_Set exercise A_.
Answer these questions about the review of Esswein's Love is Here below:
(i) Which song opens the album?
(ii) Which song forms out of the shards left behind by the opener?
(iii) What does Esswein's perky, friendly tone stand in contrast to?
_Set exercise B_.
Write what comes next in the review of Esswein's Love is Here below, starting after its final sentence.

# start of Text shown

A wistful melody emerges from the strings that adorn the intro to “Lord Hear My Song,” track one of the new record Love is Here, by Esswein. This welcomes us into her world of praise, worship peace. Without a trace of inhibition, she strikes relentlessly at our hearts with her titanic vocal, which cuts through the thick sonic tapestry that makes up the main melody of the song. Her words come to us with a sense of urgency that is impossible to ignore when she starts to belt out the chorus, and before we know it we’re galloping alongside the drums towards a cathartic fever pitch that you’re guaranteed to remember long after the music has come to a stop. Esswein doesn’t waste a speck of time in Love is Here, and her perky, friendly tone stands in refreshing contrast to the gloom and doom of modern radio-oriented pop.
The bristling “Sparkle in My Eyes” churns as it comes together out of the shards left behind from “Lord Hear My Song,” but soon forms a much more cohesive pop piece that does everything its title would suggest it should. Esswein’s voice is once again the star of the show, towering over the familiar beats and legitimately affectionate melody that bounces around beside her. It’s quite rare, both in and outside of Christian music, for a vocalist to be responsible for generating the entire foundation of a song’s stylization, but that’s exactly the case with Love is Here. The singing of Esswein is so prominent and sharp that even if you mixed it lower in the final cut, we’d be drawn to it nonetheless.

# end of Text shown
# start of Dataset section

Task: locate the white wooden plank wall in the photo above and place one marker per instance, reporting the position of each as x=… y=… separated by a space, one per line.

# end of Dataset section

_Expected answer A_.
(i) "Lord Hear My Song"
(ii) "Sparkle in My Eyes"
(iii) The gloom and doom of modern radio-oriented pop

_Expected answer B_.
“Eternal Life” stampedes through the speakers with a guitar intro that has a slight psychedelic bend to it, slowly shaping into a more stock rhythm that is easy to fall in love with upon a single listen. The chorus stomps with a militant repetitiousness that we’re not expecting but still manages to grab the lion’s share of our focus before dropping off into a beautiful string breakdown near the finish. For being a record that most critics would say is driven by its direct, specific lyrical content meant to connect with one particular group of listeners over another, the music itself is stylish, sophisticated enough for the enthusiasts and still accessible to casual fans trying to find some easy listening to get through their day.
Love is Here comes to a conclusion with the lumbering “Following You,” which both brings us full circle and affirms the strong message of faith and kinship with God that has pushed Danise Esswein out of obscurity and into the limelight of the professional stage. She gives contemporary Christian music aficionados a lot to be intrigued by in these four modestly appointed songs, and one has to wonder what she could do if given the space that a full length, album-sized canvas would afford her. My gut tells me that she still has a lot left to say, and that Love is Here is but the first of many emotional releases that we can look forward to as she embarks on her career path.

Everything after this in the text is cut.